Your output should contain every record, unchanged.

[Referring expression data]
"""

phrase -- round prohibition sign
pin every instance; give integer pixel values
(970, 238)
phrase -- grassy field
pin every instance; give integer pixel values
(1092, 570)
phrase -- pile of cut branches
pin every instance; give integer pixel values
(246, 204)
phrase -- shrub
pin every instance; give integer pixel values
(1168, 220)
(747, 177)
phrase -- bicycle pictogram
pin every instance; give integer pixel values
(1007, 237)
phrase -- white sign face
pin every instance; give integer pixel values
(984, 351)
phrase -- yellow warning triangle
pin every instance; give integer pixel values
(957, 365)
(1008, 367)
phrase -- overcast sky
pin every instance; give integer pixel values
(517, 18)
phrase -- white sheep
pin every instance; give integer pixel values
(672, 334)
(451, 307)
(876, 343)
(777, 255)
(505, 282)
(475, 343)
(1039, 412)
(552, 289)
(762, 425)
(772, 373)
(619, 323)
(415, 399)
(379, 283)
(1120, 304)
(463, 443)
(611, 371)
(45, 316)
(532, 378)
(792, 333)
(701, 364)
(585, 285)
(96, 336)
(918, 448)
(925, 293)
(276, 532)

"""

## [Task result]
phrase -- round prohibition sign
pin every instance; give integer pixel values
(970, 238)
phrase -- grassy field
pin every instance; give integer pixel values
(1092, 570)
phrase -- pile of cut branches
pin every instance; give integer pixel values
(246, 204)
phrase -- shrub
pin every instance; give integer pixel values
(1168, 220)
(747, 177)
phrase -- bicycle pictogram
pin every instance; give integer pixel values
(1007, 237)
phrase -- white sign face
pin every instance; give integer pixel values
(984, 351)
phrase -- yellow warning triangle
pin every instance; give integer pixel values
(957, 365)
(1008, 367)
phrase -- overcast sky
pin every instance; give integer pixel values
(517, 18)
phrase -- white sheep
pin every instance; give integer pixel values
(672, 334)
(451, 307)
(876, 343)
(777, 255)
(505, 282)
(475, 343)
(1039, 412)
(552, 289)
(762, 425)
(772, 373)
(619, 323)
(415, 399)
(379, 283)
(1120, 304)
(463, 443)
(611, 371)
(45, 316)
(532, 378)
(792, 333)
(701, 364)
(585, 285)
(96, 336)
(918, 448)
(925, 293)
(276, 532)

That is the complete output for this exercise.